## Extracted entries

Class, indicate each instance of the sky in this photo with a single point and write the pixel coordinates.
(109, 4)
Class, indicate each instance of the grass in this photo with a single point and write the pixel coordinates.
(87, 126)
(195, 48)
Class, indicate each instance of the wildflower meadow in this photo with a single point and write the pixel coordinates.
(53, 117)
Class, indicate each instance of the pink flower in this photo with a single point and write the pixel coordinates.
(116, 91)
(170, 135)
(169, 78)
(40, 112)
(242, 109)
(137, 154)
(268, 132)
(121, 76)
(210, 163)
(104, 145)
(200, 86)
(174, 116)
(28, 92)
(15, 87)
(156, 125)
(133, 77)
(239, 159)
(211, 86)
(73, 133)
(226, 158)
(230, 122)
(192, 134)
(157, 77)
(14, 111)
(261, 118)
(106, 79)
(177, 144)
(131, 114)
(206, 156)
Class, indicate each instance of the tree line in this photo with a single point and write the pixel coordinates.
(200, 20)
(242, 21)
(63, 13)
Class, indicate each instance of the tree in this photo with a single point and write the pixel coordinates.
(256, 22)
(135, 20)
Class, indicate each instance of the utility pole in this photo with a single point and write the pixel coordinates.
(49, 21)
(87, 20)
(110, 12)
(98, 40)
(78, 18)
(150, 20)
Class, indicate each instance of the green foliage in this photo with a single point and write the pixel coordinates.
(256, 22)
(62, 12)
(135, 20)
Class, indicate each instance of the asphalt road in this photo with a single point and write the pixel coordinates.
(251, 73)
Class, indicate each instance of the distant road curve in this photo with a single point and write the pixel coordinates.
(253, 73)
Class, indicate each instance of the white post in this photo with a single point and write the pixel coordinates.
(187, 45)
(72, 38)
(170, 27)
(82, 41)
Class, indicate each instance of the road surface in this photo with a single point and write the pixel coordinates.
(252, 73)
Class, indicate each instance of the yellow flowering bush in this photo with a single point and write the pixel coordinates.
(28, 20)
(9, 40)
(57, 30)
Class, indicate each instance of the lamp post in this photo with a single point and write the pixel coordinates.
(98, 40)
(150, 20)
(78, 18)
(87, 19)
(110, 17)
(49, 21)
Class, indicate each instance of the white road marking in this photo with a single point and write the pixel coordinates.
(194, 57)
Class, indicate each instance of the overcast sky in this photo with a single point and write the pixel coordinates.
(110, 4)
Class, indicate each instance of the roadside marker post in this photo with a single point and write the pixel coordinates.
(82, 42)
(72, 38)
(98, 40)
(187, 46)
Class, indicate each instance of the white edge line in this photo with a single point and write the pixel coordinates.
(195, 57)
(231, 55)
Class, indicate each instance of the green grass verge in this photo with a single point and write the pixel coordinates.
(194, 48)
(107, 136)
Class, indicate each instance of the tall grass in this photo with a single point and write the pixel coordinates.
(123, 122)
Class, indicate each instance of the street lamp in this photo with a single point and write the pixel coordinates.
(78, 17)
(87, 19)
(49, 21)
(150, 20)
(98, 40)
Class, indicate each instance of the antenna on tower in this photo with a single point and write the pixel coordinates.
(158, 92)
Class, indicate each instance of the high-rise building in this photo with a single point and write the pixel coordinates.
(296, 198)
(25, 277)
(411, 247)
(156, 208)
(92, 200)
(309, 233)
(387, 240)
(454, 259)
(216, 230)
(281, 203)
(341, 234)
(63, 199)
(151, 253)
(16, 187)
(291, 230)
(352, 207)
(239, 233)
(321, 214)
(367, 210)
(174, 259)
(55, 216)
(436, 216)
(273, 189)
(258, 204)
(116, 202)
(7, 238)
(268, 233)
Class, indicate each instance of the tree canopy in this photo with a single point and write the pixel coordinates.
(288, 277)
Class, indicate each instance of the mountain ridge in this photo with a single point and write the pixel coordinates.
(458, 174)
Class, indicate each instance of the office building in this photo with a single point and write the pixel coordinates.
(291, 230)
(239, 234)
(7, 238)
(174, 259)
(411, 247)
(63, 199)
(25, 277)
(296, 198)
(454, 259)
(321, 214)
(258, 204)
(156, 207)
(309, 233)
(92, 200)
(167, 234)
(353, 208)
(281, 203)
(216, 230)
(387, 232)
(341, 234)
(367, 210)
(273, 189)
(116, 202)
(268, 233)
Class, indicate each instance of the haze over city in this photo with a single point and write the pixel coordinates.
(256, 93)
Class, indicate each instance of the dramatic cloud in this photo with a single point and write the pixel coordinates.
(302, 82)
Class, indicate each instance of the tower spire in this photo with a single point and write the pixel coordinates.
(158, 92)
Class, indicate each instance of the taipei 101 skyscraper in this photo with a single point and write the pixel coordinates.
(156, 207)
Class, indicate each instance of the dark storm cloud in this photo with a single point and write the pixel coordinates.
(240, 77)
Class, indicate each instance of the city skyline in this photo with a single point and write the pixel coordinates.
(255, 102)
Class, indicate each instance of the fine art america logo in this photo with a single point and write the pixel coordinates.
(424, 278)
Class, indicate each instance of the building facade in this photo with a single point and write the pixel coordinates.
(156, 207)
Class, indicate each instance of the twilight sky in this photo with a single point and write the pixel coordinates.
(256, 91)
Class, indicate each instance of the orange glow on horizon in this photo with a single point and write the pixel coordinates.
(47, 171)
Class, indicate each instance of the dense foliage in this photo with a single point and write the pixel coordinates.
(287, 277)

## Exercise objective
Produce the records once again, exactly as they stand above.

## Result for this exercise
Class, indicate each instance of the sky in this photo with a single point and write the pixel coordinates.
(109, 4)
Class, indicate each instance of the grass in this photo with a single point and write the pixel coordinates.
(87, 126)
(195, 48)
Class, indicate each instance of the wildflower meadow in this photo with a single point and write the pixel coordinates.
(53, 117)
Class, indicate each instance of the pink flower in this photo with a single point and write the pixel coordinates.
(116, 91)
(170, 135)
(169, 78)
(40, 112)
(242, 109)
(137, 154)
(268, 132)
(121, 76)
(210, 163)
(104, 145)
(200, 86)
(174, 116)
(28, 92)
(15, 87)
(156, 125)
(133, 77)
(239, 159)
(211, 86)
(73, 133)
(226, 158)
(230, 122)
(192, 134)
(157, 77)
(14, 111)
(261, 118)
(106, 79)
(177, 144)
(131, 114)
(206, 156)
Class, indicate each instance of the tree line in this photo with a single point and write the pixel coordinates.
(200, 20)
(242, 21)
(63, 13)
Class, indicate each instance of the tree in this photo with a single point and write the pixel coordinates.
(256, 22)
(135, 20)
Class, indicate each instance of the utility pole in this photo with a single point and write the pixel coordinates.
(49, 21)
(87, 20)
(110, 12)
(98, 40)
(78, 18)
(150, 20)
Class, indicate each instance of the green foliage in this photo with a single point and write the pixel coordinates.
(256, 22)
(62, 12)
(135, 20)
Class, indicate each instance of the asphalt road in this photo with a single point and write the pixel coordinates.
(251, 73)
Class, indicate each instance of the distant road curve in this photo with a single point and write the pixel coordinates.
(253, 73)
Class, indicate each instance of the white post in this photo with a single point and write the pixel coordinates.
(187, 45)
(72, 38)
(170, 27)
(82, 41)
Class, indicate each instance of the road surface in this photo with a single point and write the pixel coordinates.
(252, 73)
Class, indicate each instance of the yellow flowering bush in this photo with a single point and write the pixel coordinates.
(28, 20)
(9, 40)
(57, 30)
Class, indicate each instance of the lamp post in this photo with a single point and write the pixel coordinates.
(98, 40)
(150, 20)
(78, 18)
(87, 19)
(110, 17)
(49, 21)
Class, indicate each instance of the white road marking in this photo with a single point and write the pixel coordinates.
(194, 57)
Class, indicate each instance of the overcast sky in this photo with a single point and write the pixel coordinates.
(110, 4)
Class, indicate each instance of the roadside marker post in this photo with a single point and write the pixel coordinates.
(82, 42)
(72, 38)
(98, 40)
(187, 46)
Class, indicate each instance of the white edge line in this photo with a single point and write the pixel coordinates.
(195, 57)
(231, 55)
Class, indicate each instance of the green grass verge in this photo with a single point and write the pixel coordinates.
(194, 48)
(107, 136)
Class, indicate each instance of the tall grass in this photo with a single point and write the pixel coordinates.
(123, 122)
Class, indicate each instance of the street lamp in this photo with a single point and write the pixel coordinates.
(78, 17)
(87, 19)
(49, 21)
(150, 20)
(98, 40)
Class, indicate each instance of the antenna on tower in this photo with a single point and write the pixel coordinates.
(158, 92)
Class, indicate each instance of the high-rise building in this photo with a single point and write the pixel coordinates.
(296, 198)
(25, 277)
(411, 247)
(156, 208)
(92, 200)
(309, 233)
(387, 240)
(454, 259)
(216, 230)
(281, 203)
(341, 234)
(63, 199)
(151, 253)
(16, 187)
(291, 230)
(352, 207)
(239, 233)
(321, 214)
(367, 210)
(174, 259)
(55, 216)
(436, 216)
(273, 189)
(258, 204)
(116, 202)
(7, 238)
(268, 233)
Class, indicate each instance of the tree canopy in this photo with a single point and write the pixel coordinates.
(288, 277)
Class, indicate each instance of the mountain ridge in this photo with a single point and write the pixel coordinates.
(458, 174)
Class, indicate each instance of the office building in this photo with a single point and write the pixel coordinates.
(291, 230)
(239, 234)
(7, 238)
(174, 259)
(411, 247)
(63, 199)
(25, 277)
(296, 198)
(454, 259)
(321, 214)
(258, 204)
(156, 207)
(309, 233)
(92, 200)
(167, 234)
(353, 208)
(281, 203)
(216, 230)
(387, 232)
(341, 234)
(367, 210)
(273, 189)
(116, 202)
(268, 233)
Class, indicate each instance of the haze over city in this photo with a single point and write the pixel coordinates.
(256, 93)
Class, indicate each instance of the dramatic cloud in this photo with a single point and write the pixel coordinates.
(302, 82)
Class, indicate each instance of the tower spire in this photo with a single point and write the pixel coordinates.
(158, 92)
Class, indicate each instance of the taipei 101 skyscraper in this photo with a single point and write the pixel coordinates.
(156, 207)
Class, indicate each instance of the dark storm cloud in this photo with a single point and write the pixel coordinates.
(240, 77)
Class, indicate each instance of the city skyline in this photo with a single point and write the pixel coordinates.
(255, 102)
Class, indicate each instance of the fine art america logo in this photo with a single point and write the pixel coordinates.
(424, 278)
Class, indicate each instance of the building facade in this photo with a single point and write the pixel coordinates.
(156, 207)
Class, indicate each instance of the twilight sky in this photo with a single point and write the pixel coordinates.
(256, 91)
Class, indicate each instance of the orange glow on horizon in this photo with a single point and write the pixel coordinates.
(47, 171)
Class, indicate each instance of the dense foliage in this photo with a single point and write the pixel coordinates.
(287, 277)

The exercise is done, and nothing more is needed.